> What is asked
Gather and copy out every line in the material below that contains the string "surface", matching its case exactly.

Coordinate annotation records:
----
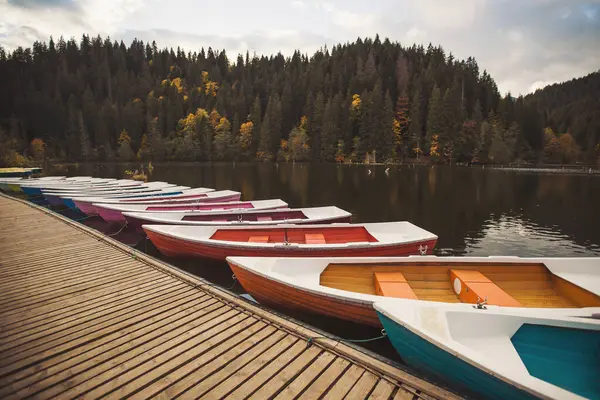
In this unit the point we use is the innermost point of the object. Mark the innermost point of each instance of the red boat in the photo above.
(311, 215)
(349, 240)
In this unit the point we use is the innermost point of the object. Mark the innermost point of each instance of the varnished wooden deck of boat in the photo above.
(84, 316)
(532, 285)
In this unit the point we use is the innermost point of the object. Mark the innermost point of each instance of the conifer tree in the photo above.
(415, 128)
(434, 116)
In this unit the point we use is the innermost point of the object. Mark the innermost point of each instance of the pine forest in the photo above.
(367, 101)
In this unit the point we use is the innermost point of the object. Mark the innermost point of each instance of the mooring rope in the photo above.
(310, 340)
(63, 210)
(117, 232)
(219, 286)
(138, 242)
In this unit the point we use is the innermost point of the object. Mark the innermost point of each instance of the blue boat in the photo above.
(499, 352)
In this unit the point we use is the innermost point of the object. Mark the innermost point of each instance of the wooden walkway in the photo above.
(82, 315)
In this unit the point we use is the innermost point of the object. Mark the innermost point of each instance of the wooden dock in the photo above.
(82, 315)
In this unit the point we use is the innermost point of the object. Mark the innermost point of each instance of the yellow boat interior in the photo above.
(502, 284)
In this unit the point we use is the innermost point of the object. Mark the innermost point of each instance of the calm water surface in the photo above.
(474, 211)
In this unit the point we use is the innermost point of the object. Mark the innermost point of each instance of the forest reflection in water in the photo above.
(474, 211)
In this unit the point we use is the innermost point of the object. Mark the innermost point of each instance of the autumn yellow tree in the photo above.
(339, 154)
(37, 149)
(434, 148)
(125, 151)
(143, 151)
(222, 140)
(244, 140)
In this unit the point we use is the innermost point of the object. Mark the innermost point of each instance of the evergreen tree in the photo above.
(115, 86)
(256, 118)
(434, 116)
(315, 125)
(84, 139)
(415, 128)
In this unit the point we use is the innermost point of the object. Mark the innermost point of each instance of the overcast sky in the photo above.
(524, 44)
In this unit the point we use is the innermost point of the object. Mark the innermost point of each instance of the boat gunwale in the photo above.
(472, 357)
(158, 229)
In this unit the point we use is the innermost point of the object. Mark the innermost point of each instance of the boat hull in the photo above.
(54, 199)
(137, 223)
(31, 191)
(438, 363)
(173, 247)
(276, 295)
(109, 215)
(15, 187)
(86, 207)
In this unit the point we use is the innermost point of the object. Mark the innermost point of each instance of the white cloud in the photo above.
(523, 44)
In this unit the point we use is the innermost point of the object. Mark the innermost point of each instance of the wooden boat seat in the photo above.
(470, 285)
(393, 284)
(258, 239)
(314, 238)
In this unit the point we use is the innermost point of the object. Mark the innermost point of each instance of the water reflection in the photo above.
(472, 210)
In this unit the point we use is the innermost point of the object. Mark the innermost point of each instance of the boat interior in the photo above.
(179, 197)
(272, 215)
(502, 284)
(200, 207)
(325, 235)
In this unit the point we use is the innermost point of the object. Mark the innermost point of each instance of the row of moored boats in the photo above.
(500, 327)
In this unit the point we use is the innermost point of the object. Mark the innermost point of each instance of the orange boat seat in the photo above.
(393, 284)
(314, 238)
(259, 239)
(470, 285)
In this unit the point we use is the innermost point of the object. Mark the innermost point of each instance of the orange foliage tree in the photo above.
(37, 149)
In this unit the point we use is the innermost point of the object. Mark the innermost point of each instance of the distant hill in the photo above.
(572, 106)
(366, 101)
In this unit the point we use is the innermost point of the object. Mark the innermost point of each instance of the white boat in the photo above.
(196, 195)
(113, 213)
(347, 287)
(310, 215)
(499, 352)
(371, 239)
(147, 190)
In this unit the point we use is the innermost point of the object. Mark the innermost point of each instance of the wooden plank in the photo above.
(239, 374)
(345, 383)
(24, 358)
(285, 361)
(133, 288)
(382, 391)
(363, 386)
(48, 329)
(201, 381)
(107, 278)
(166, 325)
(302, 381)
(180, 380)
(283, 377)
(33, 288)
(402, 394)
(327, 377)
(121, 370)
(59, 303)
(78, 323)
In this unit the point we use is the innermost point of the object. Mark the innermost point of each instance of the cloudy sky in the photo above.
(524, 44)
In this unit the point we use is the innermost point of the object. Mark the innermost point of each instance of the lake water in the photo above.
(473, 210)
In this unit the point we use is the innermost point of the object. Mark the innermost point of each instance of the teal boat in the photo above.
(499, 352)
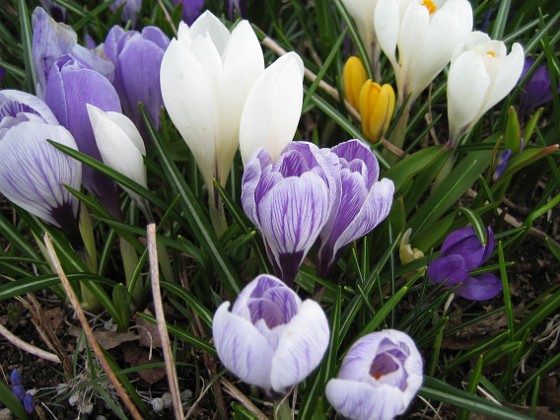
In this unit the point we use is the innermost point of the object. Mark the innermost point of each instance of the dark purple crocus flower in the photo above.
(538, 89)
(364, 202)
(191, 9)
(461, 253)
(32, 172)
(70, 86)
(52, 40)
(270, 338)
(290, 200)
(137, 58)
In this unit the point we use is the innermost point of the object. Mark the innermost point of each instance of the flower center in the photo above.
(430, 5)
----
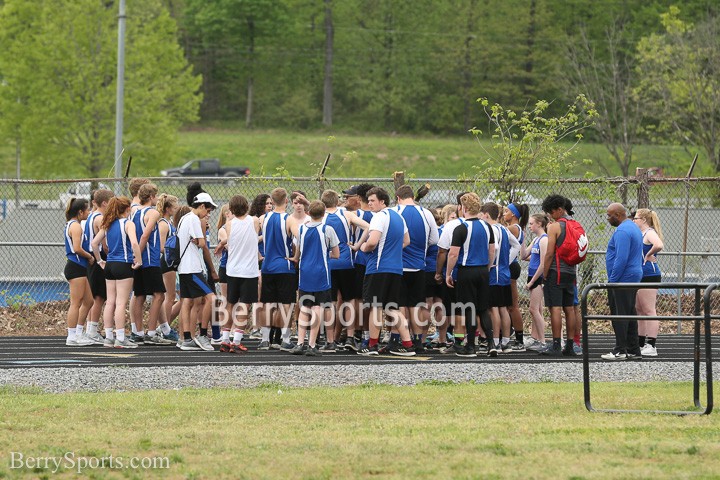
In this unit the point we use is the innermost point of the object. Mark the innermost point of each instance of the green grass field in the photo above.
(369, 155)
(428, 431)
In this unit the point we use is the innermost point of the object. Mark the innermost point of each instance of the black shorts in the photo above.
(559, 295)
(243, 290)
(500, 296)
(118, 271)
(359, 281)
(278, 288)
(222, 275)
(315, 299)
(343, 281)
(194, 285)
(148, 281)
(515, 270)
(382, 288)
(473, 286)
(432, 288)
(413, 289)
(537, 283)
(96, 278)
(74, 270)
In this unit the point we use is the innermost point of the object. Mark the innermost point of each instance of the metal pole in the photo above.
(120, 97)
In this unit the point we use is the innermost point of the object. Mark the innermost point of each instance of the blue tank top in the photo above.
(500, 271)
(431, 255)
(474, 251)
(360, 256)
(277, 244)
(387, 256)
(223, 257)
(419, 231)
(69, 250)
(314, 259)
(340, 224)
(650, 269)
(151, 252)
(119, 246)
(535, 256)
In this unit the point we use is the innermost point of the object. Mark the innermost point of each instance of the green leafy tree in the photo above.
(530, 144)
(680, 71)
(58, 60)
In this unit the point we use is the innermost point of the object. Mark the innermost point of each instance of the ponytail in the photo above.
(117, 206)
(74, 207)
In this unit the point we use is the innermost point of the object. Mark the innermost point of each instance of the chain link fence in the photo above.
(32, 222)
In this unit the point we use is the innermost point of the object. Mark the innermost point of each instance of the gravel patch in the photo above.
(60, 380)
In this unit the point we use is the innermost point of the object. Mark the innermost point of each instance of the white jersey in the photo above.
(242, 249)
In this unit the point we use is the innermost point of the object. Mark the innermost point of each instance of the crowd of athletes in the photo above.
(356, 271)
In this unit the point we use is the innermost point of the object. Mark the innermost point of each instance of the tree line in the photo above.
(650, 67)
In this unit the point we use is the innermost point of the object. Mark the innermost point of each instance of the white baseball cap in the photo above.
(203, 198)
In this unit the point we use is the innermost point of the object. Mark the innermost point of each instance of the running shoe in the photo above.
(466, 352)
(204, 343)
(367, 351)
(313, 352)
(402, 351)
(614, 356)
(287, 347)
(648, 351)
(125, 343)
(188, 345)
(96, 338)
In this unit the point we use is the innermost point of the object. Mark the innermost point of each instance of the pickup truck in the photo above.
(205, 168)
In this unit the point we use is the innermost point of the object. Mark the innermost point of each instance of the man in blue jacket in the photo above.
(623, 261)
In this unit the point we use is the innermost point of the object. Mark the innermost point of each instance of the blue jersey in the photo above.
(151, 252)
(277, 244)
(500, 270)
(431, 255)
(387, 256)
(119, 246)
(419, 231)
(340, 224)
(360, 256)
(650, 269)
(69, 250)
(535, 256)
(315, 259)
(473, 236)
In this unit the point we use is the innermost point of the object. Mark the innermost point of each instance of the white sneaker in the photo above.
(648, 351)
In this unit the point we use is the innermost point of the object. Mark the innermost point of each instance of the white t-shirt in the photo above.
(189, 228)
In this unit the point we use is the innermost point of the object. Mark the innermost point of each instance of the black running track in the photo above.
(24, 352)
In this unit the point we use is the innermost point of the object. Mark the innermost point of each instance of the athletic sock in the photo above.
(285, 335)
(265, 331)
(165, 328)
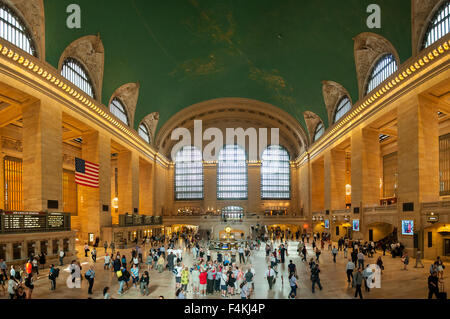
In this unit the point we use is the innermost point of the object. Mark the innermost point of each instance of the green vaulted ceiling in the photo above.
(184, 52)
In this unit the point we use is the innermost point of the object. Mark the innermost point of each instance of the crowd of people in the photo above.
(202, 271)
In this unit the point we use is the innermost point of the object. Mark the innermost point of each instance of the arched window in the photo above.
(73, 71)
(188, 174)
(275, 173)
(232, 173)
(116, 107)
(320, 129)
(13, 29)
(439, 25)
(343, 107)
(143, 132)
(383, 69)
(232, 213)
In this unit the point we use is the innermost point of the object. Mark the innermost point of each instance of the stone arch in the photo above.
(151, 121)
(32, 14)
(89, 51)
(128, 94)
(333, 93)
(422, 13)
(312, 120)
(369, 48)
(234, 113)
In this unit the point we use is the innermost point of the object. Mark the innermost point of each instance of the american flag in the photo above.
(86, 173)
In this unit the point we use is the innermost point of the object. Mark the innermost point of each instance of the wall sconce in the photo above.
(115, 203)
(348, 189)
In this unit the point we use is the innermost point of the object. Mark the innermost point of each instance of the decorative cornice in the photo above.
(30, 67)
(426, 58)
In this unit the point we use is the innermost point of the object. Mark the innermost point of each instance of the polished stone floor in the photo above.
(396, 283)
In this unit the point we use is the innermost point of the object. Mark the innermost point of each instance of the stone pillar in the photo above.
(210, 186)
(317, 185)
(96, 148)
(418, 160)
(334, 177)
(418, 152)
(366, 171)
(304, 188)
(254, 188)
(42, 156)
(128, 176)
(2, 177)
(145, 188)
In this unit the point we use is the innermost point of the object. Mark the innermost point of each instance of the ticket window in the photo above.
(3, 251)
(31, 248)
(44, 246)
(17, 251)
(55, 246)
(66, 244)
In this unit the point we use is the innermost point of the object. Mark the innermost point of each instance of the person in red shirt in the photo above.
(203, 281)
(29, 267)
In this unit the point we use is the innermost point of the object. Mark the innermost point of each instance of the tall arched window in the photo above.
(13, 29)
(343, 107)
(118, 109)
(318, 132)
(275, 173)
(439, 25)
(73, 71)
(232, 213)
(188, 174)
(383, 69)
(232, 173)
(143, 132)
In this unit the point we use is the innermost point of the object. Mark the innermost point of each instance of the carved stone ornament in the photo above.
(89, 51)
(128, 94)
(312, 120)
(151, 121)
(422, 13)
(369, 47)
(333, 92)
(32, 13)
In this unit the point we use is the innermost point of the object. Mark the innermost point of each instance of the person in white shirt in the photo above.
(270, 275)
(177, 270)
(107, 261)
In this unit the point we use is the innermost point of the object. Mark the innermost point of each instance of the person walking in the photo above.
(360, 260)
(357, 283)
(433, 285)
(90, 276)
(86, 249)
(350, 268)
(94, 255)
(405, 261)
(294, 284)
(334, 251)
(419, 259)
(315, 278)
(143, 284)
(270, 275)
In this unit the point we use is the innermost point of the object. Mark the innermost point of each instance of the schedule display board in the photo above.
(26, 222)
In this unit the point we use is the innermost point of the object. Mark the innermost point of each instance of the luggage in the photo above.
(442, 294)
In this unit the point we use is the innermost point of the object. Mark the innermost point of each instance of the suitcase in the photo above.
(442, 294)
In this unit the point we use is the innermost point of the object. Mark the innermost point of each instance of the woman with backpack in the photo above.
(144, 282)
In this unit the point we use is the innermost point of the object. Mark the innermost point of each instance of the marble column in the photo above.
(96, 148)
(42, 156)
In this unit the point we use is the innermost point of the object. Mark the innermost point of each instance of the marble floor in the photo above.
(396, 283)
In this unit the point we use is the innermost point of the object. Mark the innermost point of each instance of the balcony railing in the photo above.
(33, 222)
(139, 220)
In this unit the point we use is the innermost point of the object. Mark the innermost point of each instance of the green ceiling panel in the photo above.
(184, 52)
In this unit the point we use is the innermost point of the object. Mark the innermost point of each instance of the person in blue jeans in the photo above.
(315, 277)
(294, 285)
----
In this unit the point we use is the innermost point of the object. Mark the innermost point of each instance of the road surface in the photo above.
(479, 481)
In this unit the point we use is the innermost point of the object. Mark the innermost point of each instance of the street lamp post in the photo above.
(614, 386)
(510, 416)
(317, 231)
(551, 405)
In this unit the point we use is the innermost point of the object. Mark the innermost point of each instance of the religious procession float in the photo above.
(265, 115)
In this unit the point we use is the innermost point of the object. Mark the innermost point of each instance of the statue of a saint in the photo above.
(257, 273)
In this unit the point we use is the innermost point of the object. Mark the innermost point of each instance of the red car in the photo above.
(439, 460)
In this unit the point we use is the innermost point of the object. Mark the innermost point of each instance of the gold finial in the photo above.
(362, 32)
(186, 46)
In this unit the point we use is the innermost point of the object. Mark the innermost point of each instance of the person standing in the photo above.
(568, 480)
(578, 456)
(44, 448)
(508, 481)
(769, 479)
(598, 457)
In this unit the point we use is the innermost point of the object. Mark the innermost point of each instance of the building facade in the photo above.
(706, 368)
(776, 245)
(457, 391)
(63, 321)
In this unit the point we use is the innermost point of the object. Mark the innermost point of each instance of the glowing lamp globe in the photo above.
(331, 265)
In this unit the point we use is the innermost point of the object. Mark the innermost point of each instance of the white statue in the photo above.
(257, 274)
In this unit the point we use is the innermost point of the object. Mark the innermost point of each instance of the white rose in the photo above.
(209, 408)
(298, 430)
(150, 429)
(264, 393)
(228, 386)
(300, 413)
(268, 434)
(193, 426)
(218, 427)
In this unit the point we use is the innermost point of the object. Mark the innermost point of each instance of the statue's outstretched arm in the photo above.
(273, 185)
----
> Response
In this unit the point we use is the innermost point of the object. Mark the innermost point of each instance of the calm water surface in the photo above.
In this unit the point we use is the innermost point of the object. Mark the innermost point of each instance of the road surface in the photo above.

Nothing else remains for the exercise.